• What is required
Find every line in the records below that contains the word "locate" and copy each of those lines. Case counts.

------ Records supplied ------

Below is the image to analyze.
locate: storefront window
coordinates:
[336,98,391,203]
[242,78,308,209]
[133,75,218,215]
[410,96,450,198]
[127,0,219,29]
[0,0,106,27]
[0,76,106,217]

------
------ Records supplied ------

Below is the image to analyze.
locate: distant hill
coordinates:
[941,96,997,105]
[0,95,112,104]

------

• Right answer
locate: storefront window
locate: distant hill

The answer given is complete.